As an initial matter, Plaintiff has sued the Hillsborough County Sheriff’s Office. The Hillsborough County Sheriff’s Office is not a legal entity subject to suit under Florida law. See Dorey v. Hartmann, 2023 WL 6518961, at *2 (M.D. Fla. Oct. 5, 2023) (citing Wilk v. St. Lucie Cty. Fla. Sheriff Off., 740 F. App’x 658, 662 (11th Cir. 2018)). The Hillsborough County Sheriff’s Office is therefore not a proper party. The proper party to sue for the wrongs of deputy sheriffs is the Sheriff, in his official capacity. The Court would normally grant leave to amend for Plaintiff to correct to sue the proper parties. However, amendment would be futile because his

claims wholly lack legal merit, for the reasons discussed below. § 1983 Claims (Counts 1, 2, 8, 10, 11)

· · · · · · ·

◆ **Directions**:
Which count numbers does the excerpt about suing the Hillsborough County Sheriff's Office list under its "§ 1983 Claims" heading? The collection entries have no connection to the excerpt about suing the Hillsborough County Sheriff's Office.

Collection entries:
· · · · · · ·

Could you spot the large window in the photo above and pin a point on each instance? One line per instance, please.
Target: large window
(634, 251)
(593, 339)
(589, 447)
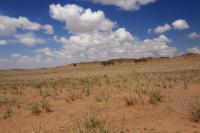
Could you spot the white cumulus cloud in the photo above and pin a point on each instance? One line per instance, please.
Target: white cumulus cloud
(29, 39)
(3, 42)
(80, 20)
(195, 50)
(128, 5)
(162, 29)
(9, 25)
(48, 29)
(180, 24)
(193, 35)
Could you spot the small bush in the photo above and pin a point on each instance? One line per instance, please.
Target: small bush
(7, 113)
(130, 101)
(46, 105)
(35, 108)
(93, 123)
(155, 96)
(196, 112)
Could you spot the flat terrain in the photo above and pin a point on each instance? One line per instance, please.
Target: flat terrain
(153, 96)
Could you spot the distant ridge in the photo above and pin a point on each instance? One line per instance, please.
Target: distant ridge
(144, 59)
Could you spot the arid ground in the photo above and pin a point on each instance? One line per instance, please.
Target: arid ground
(158, 95)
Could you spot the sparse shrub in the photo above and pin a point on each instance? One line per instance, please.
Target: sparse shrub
(75, 96)
(38, 129)
(130, 101)
(155, 96)
(7, 113)
(104, 96)
(86, 91)
(35, 108)
(196, 112)
(185, 85)
(46, 105)
(93, 123)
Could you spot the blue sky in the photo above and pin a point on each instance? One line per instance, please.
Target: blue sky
(35, 33)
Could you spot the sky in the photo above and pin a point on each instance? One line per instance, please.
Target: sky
(48, 33)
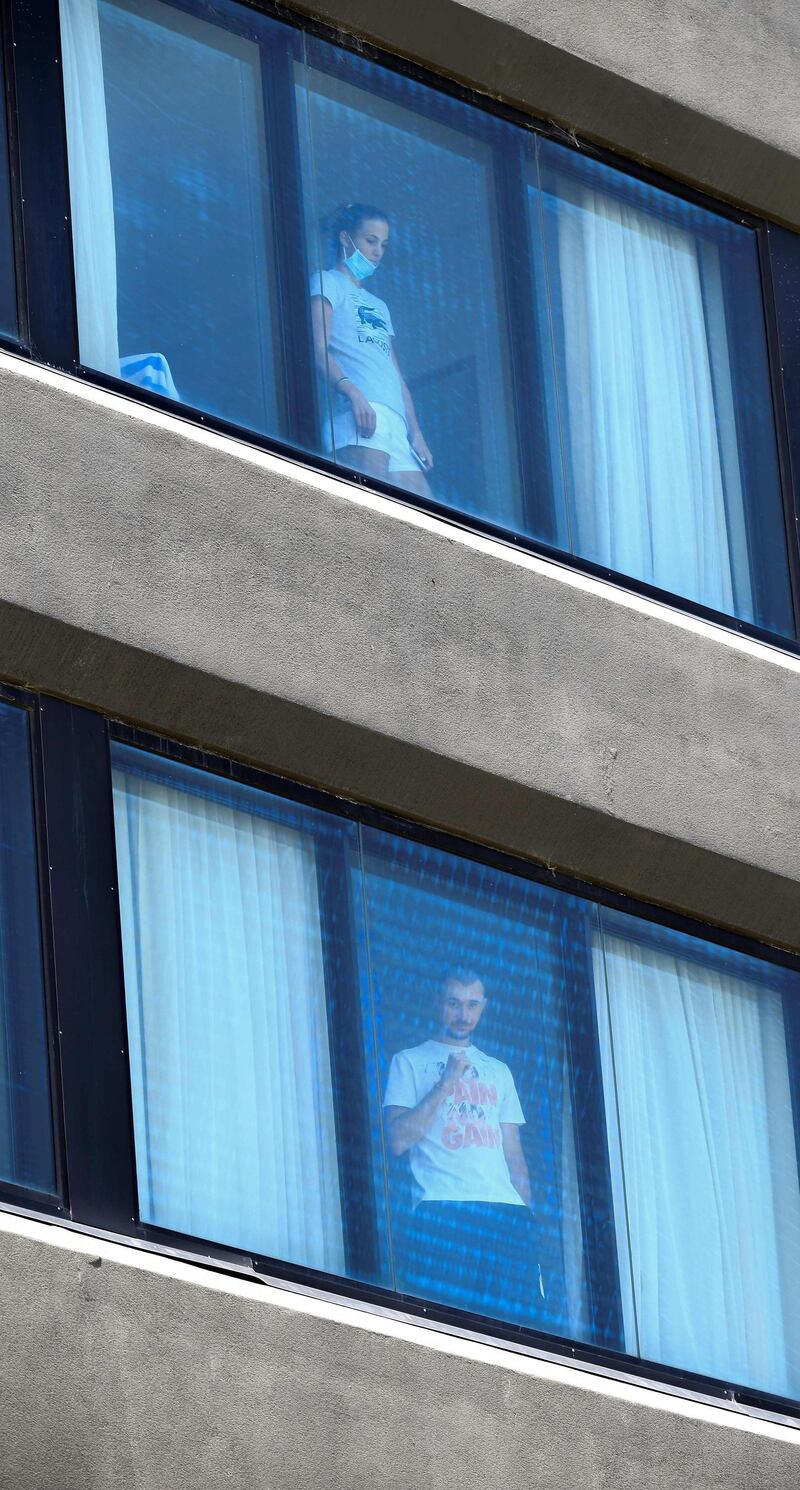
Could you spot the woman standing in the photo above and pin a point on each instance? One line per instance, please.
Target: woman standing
(374, 425)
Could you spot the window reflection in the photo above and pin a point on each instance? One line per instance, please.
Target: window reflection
(428, 175)
(358, 264)
(8, 280)
(380, 1060)
(170, 197)
(663, 388)
(498, 1168)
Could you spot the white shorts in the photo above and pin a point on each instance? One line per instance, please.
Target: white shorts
(391, 437)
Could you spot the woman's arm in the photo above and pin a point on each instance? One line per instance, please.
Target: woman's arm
(414, 432)
(329, 370)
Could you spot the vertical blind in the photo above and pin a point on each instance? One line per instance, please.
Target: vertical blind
(583, 353)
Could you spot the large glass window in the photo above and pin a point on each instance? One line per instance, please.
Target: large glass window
(328, 252)
(26, 1116)
(389, 1061)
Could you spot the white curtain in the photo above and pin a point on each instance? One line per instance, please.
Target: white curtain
(703, 1165)
(228, 1033)
(91, 194)
(642, 431)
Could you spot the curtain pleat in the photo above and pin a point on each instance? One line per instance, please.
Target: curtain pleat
(228, 1028)
(91, 192)
(703, 1164)
(642, 438)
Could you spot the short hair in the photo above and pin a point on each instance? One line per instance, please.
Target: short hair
(347, 218)
(461, 975)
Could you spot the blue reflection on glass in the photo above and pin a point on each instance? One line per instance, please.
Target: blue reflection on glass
(428, 172)
(8, 282)
(699, 1054)
(665, 397)
(26, 1116)
(495, 1167)
(239, 976)
(170, 203)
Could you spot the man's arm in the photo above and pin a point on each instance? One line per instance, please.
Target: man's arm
(516, 1161)
(407, 1125)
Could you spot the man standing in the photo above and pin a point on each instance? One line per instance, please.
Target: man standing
(455, 1110)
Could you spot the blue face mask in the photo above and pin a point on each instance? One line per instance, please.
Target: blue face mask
(358, 264)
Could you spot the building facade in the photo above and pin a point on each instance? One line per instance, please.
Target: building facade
(315, 715)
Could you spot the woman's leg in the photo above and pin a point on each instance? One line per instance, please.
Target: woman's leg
(414, 482)
(361, 458)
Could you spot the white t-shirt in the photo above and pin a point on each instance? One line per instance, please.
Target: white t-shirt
(461, 1156)
(361, 331)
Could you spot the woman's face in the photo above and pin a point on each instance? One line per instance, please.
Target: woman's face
(371, 237)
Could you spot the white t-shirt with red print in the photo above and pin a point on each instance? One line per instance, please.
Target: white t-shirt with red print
(461, 1158)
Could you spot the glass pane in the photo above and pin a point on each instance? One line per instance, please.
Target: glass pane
(663, 388)
(699, 1052)
(8, 283)
(405, 228)
(487, 1049)
(170, 195)
(251, 1116)
(26, 1116)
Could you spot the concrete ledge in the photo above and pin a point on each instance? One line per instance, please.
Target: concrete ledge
(225, 596)
(720, 146)
(324, 751)
(121, 1368)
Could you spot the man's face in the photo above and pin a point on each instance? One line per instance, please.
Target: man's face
(462, 1006)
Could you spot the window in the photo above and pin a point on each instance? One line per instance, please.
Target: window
(358, 264)
(8, 280)
(395, 1063)
(26, 1119)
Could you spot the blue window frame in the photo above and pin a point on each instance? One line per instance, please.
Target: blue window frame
(389, 1060)
(9, 319)
(346, 260)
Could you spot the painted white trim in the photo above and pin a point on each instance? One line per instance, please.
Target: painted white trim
(394, 1326)
(294, 470)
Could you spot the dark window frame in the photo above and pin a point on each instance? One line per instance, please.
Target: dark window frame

· · · · · · ·

◆ **Response to the task**:
Counts 1, 2, 8, 10 and 11